Saved entries

::::::::

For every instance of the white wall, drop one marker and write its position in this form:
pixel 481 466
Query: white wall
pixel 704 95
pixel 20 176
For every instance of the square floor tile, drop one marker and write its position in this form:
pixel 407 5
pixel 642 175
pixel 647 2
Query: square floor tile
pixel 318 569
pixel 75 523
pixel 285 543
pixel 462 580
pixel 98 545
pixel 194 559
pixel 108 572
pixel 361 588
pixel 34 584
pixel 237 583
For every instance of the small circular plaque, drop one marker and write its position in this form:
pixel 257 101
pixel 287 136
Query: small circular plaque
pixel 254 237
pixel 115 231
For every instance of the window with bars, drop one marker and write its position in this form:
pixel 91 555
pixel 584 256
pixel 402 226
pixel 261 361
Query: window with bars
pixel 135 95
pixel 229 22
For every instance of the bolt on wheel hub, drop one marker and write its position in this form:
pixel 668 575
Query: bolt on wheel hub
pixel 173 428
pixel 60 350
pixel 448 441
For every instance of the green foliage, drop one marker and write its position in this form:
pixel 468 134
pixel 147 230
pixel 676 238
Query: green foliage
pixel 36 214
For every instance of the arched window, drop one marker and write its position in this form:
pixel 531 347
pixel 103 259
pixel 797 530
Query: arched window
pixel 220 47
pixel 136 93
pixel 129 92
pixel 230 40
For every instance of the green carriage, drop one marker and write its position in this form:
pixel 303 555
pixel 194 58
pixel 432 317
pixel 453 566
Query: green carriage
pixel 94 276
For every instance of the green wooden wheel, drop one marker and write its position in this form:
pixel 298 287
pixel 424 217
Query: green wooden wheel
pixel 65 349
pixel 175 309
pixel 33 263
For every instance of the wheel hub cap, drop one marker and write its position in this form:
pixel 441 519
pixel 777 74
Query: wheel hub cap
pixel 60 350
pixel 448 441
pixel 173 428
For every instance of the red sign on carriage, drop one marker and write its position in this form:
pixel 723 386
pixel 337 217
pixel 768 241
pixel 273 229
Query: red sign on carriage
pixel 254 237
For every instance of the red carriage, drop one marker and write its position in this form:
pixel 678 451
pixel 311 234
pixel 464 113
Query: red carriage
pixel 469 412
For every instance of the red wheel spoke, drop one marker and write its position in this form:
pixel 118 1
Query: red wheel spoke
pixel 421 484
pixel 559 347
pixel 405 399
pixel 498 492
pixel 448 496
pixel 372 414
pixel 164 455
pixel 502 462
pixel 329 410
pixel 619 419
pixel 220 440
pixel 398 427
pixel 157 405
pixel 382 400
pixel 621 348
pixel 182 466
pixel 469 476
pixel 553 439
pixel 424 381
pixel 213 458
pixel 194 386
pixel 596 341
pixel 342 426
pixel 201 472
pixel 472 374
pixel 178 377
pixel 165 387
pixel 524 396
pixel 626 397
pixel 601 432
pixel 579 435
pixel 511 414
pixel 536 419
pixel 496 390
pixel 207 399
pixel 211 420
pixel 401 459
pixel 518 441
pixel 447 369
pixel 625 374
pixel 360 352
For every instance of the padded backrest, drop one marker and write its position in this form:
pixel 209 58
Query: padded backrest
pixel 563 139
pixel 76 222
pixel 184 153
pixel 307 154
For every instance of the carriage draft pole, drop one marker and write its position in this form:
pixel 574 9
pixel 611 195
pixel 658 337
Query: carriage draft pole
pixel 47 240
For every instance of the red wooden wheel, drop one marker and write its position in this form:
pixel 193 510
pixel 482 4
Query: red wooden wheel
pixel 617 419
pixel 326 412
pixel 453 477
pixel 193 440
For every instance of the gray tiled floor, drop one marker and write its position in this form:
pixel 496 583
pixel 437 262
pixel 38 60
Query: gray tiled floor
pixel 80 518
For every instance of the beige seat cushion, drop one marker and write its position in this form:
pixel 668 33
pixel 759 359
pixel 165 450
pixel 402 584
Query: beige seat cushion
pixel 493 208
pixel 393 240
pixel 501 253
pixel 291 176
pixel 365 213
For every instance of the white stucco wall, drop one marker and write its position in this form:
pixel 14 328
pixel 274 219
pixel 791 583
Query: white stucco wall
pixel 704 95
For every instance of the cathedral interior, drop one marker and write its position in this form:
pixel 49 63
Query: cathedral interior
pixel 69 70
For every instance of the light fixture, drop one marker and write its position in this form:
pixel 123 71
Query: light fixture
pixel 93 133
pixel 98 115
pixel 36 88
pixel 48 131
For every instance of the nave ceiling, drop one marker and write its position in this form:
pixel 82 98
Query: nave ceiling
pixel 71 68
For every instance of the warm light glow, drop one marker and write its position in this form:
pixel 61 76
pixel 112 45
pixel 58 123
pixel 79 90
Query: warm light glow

::::::::

* _WORK TO BE COMPLETED_
Locate the word "warm" in the records above, and return each line that has it.

* _ANSWER_
For every instance of the warm light glow, drop one marker and write its position in this form:
Query: warm light glow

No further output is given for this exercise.